**Task to carry out**
Everything in the records below should be printed exactly, except the pictures.

*** Opening of Material supplied ***

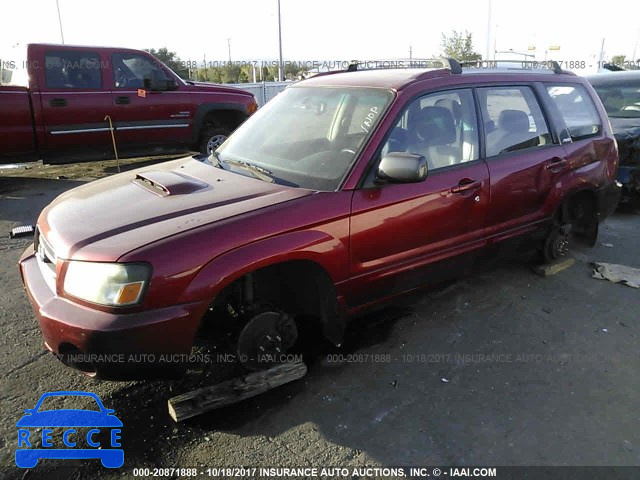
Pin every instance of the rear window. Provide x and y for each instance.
(620, 101)
(577, 109)
(513, 120)
(71, 69)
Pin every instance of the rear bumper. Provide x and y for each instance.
(107, 344)
(608, 199)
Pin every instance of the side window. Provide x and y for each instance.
(73, 69)
(513, 120)
(130, 70)
(442, 127)
(577, 110)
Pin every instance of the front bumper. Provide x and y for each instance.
(106, 344)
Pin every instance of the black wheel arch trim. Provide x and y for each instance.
(205, 109)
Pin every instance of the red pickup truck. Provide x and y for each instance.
(60, 115)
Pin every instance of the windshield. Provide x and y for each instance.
(620, 101)
(307, 137)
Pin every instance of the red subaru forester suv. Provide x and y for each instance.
(344, 191)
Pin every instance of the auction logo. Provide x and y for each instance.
(82, 433)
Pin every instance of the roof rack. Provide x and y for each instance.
(518, 64)
(450, 64)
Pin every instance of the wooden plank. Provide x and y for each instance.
(232, 391)
(554, 267)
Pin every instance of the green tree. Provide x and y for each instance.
(618, 59)
(459, 46)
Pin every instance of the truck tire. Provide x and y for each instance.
(211, 138)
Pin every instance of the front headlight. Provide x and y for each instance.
(111, 284)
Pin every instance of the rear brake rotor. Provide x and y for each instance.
(265, 339)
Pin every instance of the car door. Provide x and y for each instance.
(407, 235)
(146, 117)
(74, 102)
(523, 157)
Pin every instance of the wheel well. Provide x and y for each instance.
(580, 208)
(298, 287)
(230, 119)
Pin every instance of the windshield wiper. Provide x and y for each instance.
(258, 172)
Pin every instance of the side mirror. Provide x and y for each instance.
(400, 167)
(159, 85)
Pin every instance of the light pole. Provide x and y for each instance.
(60, 21)
(280, 66)
(488, 49)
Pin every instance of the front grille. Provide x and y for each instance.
(46, 259)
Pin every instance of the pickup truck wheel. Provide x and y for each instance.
(265, 340)
(212, 138)
(556, 245)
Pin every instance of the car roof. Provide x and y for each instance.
(399, 78)
(631, 77)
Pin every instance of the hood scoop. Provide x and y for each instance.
(166, 183)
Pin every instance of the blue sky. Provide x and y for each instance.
(327, 29)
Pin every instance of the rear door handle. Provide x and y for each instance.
(58, 102)
(466, 186)
(557, 164)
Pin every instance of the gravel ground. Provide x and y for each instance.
(503, 367)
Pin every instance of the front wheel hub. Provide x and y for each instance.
(265, 339)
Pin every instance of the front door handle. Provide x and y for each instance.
(58, 102)
(466, 185)
(557, 164)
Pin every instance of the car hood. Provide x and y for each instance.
(627, 133)
(107, 218)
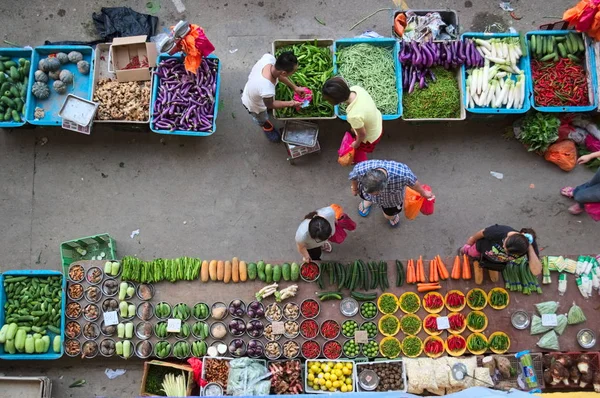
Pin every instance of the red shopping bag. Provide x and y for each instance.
(346, 152)
(428, 205)
(341, 225)
(593, 209)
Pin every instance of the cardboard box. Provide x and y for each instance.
(176, 371)
(124, 49)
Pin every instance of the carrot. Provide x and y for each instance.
(429, 288)
(456, 268)
(466, 268)
(421, 271)
(443, 271)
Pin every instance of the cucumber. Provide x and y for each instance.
(286, 271)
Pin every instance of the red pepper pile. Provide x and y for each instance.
(309, 271)
(456, 343)
(457, 321)
(310, 349)
(330, 329)
(455, 300)
(309, 329)
(561, 83)
(431, 324)
(309, 308)
(433, 301)
(332, 350)
(434, 347)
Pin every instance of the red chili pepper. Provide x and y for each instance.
(310, 349)
(332, 350)
(309, 328)
(309, 271)
(330, 329)
(562, 83)
(309, 308)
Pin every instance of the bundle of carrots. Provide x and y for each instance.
(416, 274)
(465, 268)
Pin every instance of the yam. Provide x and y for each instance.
(243, 271)
(204, 271)
(228, 269)
(235, 270)
(212, 270)
(220, 270)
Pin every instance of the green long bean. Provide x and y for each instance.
(372, 68)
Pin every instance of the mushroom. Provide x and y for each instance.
(583, 363)
(586, 379)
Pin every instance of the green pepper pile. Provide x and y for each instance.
(410, 324)
(411, 346)
(476, 343)
(499, 342)
(315, 66)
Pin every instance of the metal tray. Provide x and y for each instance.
(300, 133)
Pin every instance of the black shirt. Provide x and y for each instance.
(491, 246)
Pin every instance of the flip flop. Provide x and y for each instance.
(395, 221)
(567, 192)
(366, 210)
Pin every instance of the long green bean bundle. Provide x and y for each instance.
(315, 66)
(373, 69)
(441, 100)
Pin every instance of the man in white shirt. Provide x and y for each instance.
(259, 92)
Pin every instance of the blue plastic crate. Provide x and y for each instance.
(155, 85)
(50, 354)
(379, 42)
(15, 54)
(590, 66)
(81, 87)
(523, 65)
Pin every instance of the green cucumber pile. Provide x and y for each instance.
(315, 67)
(32, 314)
(549, 48)
(14, 78)
(358, 275)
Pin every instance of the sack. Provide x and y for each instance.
(593, 209)
(341, 225)
(412, 203)
(346, 152)
(563, 154)
(428, 205)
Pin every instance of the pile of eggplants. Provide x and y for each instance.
(185, 101)
(418, 58)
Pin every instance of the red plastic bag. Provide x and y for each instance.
(344, 223)
(563, 154)
(592, 143)
(412, 203)
(428, 206)
(346, 152)
(593, 209)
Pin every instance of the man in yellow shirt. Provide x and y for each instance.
(362, 114)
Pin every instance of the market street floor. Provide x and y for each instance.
(234, 193)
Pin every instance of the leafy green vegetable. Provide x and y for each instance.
(441, 100)
(538, 131)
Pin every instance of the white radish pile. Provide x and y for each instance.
(500, 83)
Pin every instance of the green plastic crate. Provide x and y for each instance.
(93, 245)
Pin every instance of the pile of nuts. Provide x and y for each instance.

*** Close of Material supplied ***

**Answer for the task**
Pin every instance of the rear window. Provide x and y for each instance.
(620, 101)
(577, 109)
(513, 120)
(71, 69)
Pin every instance of the rear bumper. Provide x and y for each instance.
(107, 344)
(608, 199)
Pin every instance of the side window. Provide x and y for each instance.
(73, 69)
(513, 120)
(130, 70)
(442, 127)
(577, 110)
Pin every instance of the front bumper. Provide x and y for each instance.
(106, 344)
Pin every instance of the black wheel arch trim. Provide x and y for each instance.
(205, 109)
Pin every instance of the red pickup truck. Provide x and y for each instance.
(60, 115)
Pin every instance of the windshield. Provide x and y for each instance.
(620, 101)
(307, 137)
Pin every instance of the red subaru forester suv. Provide x and y for each instance.
(344, 191)
Pin every instance of the auction logo. Provide x and y for each instance.
(82, 433)
Pin every instance of the roof rack. Provide x and y for each instance.
(518, 64)
(450, 64)
Pin every instance of the wooden plank. Provide x and y for each instance.
(232, 391)
(554, 267)
Pin every instance of the green tree. Provide x and y for each instance.
(618, 59)
(459, 46)
Pin every instance of the truck tire. Provide x and y for each instance.
(211, 138)
Pin every instance of the front headlight. Provide x and y for each instance.
(111, 284)
Pin every instance of the rear brake rotor. Provide x and y for each instance.
(265, 339)
Pin every instance of the car door. Provide x and y for each instance.
(407, 235)
(146, 117)
(74, 102)
(523, 157)
Pin every instance of the wheel well. Provide x and y for each instance.
(580, 208)
(298, 287)
(230, 119)
Pin every instance of the windshield wiper. Provide x and y for each instance.
(258, 172)
Pin every instance of the side mirror. Provide x and y for each instance.
(400, 167)
(159, 85)
Pin every instance of the light pole. Provide x and y for each instance.
(60, 21)
(280, 66)
(488, 49)
Pin every instance of the front grille. Provide x and y for each instance.
(46, 259)
Pin every instance of the pickup truck wheel. Provide x and y for each instance.
(265, 340)
(212, 138)
(556, 245)
Pin every instance of the car roof. Provide x and y for each instance.
(399, 78)
(631, 77)
Pin every instance of the hood scoop. Provide x and y for each instance.
(166, 183)
Pin every instance of the blue sky. Provide x and y for each instance.
(327, 29)
Pin every instance of the rear door handle. Provide x and y for each instance.
(58, 102)
(466, 186)
(557, 164)
Pin every instance of the gravel ground. Provide x and y for each instance.
(503, 367)
Pin every instance of the front wheel hub. Provide x and y for each instance.
(265, 339)
Pin every instance of the front door handle. Provide x and y for each instance.
(58, 102)
(466, 185)
(557, 164)
Pin every instance of the car hood. Provide x and y for each instance.
(627, 133)
(107, 218)
Pin every instance of the red shopping bag. Provide x and y for each instance.
(346, 152)
(428, 205)
(341, 225)
(593, 209)
Pin every instance of the cardboard box. Provide x and y for each instance.
(176, 371)
(124, 49)
Pin every instance of the carrot. Provide x and y for each instance.
(429, 288)
(456, 268)
(466, 268)
(421, 271)
(443, 271)
Pin every instance of the cucumber. Provide x and y for each instance.
(286, 271)
Pin every instance of the red pepper pile. Provide x and y for each instance.
(309, 271)
(456, 343)
(457, 321)
(310, 349)
(330, 329)
(455, 300)
(309, 329)
(561, 83)
(431, 324)
(309, 308)
(433, 301)
(332, 350)
(434, 347)
Pin every instance of the red chili pepper. Provide x and y for each instance.
(310, 349)
(332, 350)
(309, 328)
(309, 271)
(330, 329)
(562, 83)
(309, 308)
Pin every instance of the bundle of carrots. Provide x and y for each instance.
(416, 274)
(465, 268)
Pin every instance of the yam. Provide x and y for each instance.
(243, 271)
(204, 271)
(228, 269)
(235, 270)
(212, 270)
(220, 270)
Pin every instance of the green long bean. Provide x and y for each instance.
(372, 68)
Pin every instance of the mushroom. Provide x and y for each instance.
(583, 363)
(586, 379)
Pin every instance of the green pepper pile. Provide x and y for each instance.
(410, 324)
(411, 346)
(476, 343)
(499, 342)
(315, 66)
Pin every instance of the metal tray. Provide x and y for each instance.
(300, 133)
Pin every instance of the black shirt. Provide x and y for each instance.
(491, 246)
Pin every instance of the flip flop. Provide x and y for each instance.
(395, 221)
(567, 192)
(366, 210)
Pin every instance of the long green bean bundle. Provide x and y for each instance.
(315, 66)
(373, 69)
(441, 100)
Pin every instance of the man in white shirt. Provide x and y for each instance.
(259, 92)
Pin every instance of the blue plastic crate. Provide x and y for each instance.
(155, 85)
(50, 354)
(379, 42)
(15, 54)
(590, 66)
(81, 87)
(523, 65)
Pin every instance of the green cucumber pile. Provide x and y for each instance.
(315, 67)
(32, 314)
(549, 48)
(14, 78)
(358, 275)
Pin every instance of the sack. Provide x and y for each instance.
(593, 209)
(341, 225)
(412, 203)
(346, 152)
(563, 154)
(428, 205)
Pin every instance of the pile of eggplants. Provide x and y for each instance.
(185, 101)
(418, 58)
Pin every instance of the red plastic bag. Provide x and y for each instance.
(344, 223)
(563, 154)
(592, 143)
(412, 203)
(428, 206)
(346, 152)
(593, 209)
Pin every instance of the man in yellow shirt. Provide x and y for each instance.
(362, 114)
Pin every instance of the market street floor. Provide x and y for each instance.
(234, 193)
Pin every instance of the leafy green vegetable. Provide x and y for each instance.
(441, 100)
(538, 131)
Pin every instance of the white radish pile. Provide x and y for each instance.
(500, 83)
Pin every instance of the green plastic crate. Provide x and y for each instance.
(93, 245)
Pin every instance of the pile of nuts. Provide x and y for each instance.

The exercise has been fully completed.